But....weighing a ball of yarn (without core) can give different weights for trhe same ball on different days so that`s not accurate either. Yarn weight can vary with the weight of atmospheric moisture it picks up. Wool and wool blends are particularly notorious for this, as the ball weight can vary by as much as 10-15%. I bet a given ball of yarn weighs more here in good old damp Scotland than it does in one of your dry climate states!

It`s yardage that`s important, really, nor weight. The manufacturer will have a weight-yardage standard, taken under controlled conditions, for each yarn. That`s what you buy, yardage, at whatever conditions it`s balled at in 50 or 100g balls or whatever at the factory. The yardage won`t change with climatic conditions, or not enough to matter anyway. (It will technically contract or expand in cold/heat I expect, but very little.) So yes, yarn is ultimately sold by weight but it`s the factory weight under controlled conditions =x yards of yarn, not what it weighs on your uncalibrated scales in your hot dry/steamy kitchen.

So if you REALLY want to check out your ball of yarn, measure it.But just remember that ultimately its your stitches per inch knitting tension that`s going to determine if you need an extra ball or less over that stated in the pattern.


----------



## maspd (May 20, 2013)

Some yarn comes that way. Some companies use cardboard cores to wrap the yarn around, some use foam and some use what i call stuffing. If all balls are like that then you probably have the correct yardage in the ball. I just worked some Jaeger Java and it had a foam core cause without it you would end up with a mess as the yarn unwinds so fast. From the look of the yarn, that is probably what they have done.


----------



## Nancyn (Mar 23, 2013)

Can't wait to hear the outcome.


----------



## cafeknitter (Apr 2, 2013)

Swedenme said:


> I thought I had plenty of yarn till I noticed this
> Never had this happen before to me


Oh my gosh!!!!


----------



## Texas Midwife (May 27, 2015)

Could this be a skein that was used and returned?


----------



## Padittle (Nov 8, 2012)

I'm guessing it was was intended & not meant to deceive, but I'm looking forward to hearing the explanation too.

◆ **EXERCISE TASK**: In the yarn forum thread, how much can the weight of a ball of wool or wool-blend yarn vary with atmospheric moisture?

◆ **DATA**:
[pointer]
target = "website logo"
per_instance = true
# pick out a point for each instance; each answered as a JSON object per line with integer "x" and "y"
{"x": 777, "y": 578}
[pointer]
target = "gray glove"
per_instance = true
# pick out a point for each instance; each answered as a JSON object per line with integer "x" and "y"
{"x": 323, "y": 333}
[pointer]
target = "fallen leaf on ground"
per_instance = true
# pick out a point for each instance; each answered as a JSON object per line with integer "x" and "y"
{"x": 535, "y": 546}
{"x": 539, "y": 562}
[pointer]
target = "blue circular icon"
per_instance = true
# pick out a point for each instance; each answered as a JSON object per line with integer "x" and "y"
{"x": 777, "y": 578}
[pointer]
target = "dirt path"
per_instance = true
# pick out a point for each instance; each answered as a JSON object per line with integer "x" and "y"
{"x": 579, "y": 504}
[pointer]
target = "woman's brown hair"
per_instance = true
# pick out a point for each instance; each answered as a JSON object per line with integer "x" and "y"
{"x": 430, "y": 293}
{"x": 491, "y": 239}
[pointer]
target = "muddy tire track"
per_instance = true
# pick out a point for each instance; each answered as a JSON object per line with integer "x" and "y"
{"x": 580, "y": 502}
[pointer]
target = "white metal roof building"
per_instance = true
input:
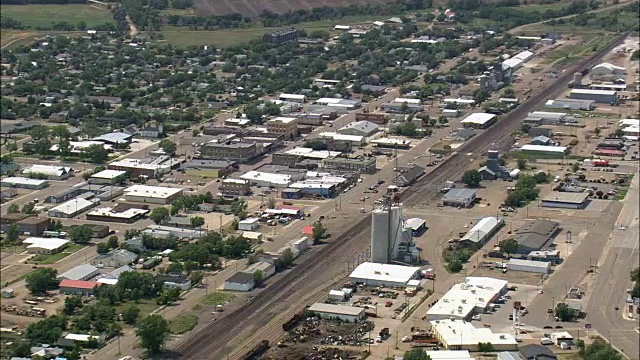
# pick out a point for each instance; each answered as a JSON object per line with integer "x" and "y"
{"x": 72, "y": 207}
{"x": 560, "y": 150}
{"x": 479, "y": 120}
{"x": 483, "y": 230}
{"x": 24, "y": 183}
{"x": 458, "y": 334}
{"x": 387, "y": 275}
{"x": 464, "y": 300}
{"x": 331, "y": 311}
{"x": 45, "y": 245}
{"x": 259, "y": 178}
{"x": 152, "y": 194}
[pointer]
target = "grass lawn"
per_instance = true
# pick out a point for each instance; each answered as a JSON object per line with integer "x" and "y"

◆ **EXERCISE RESULT**: By as much as 10-15%.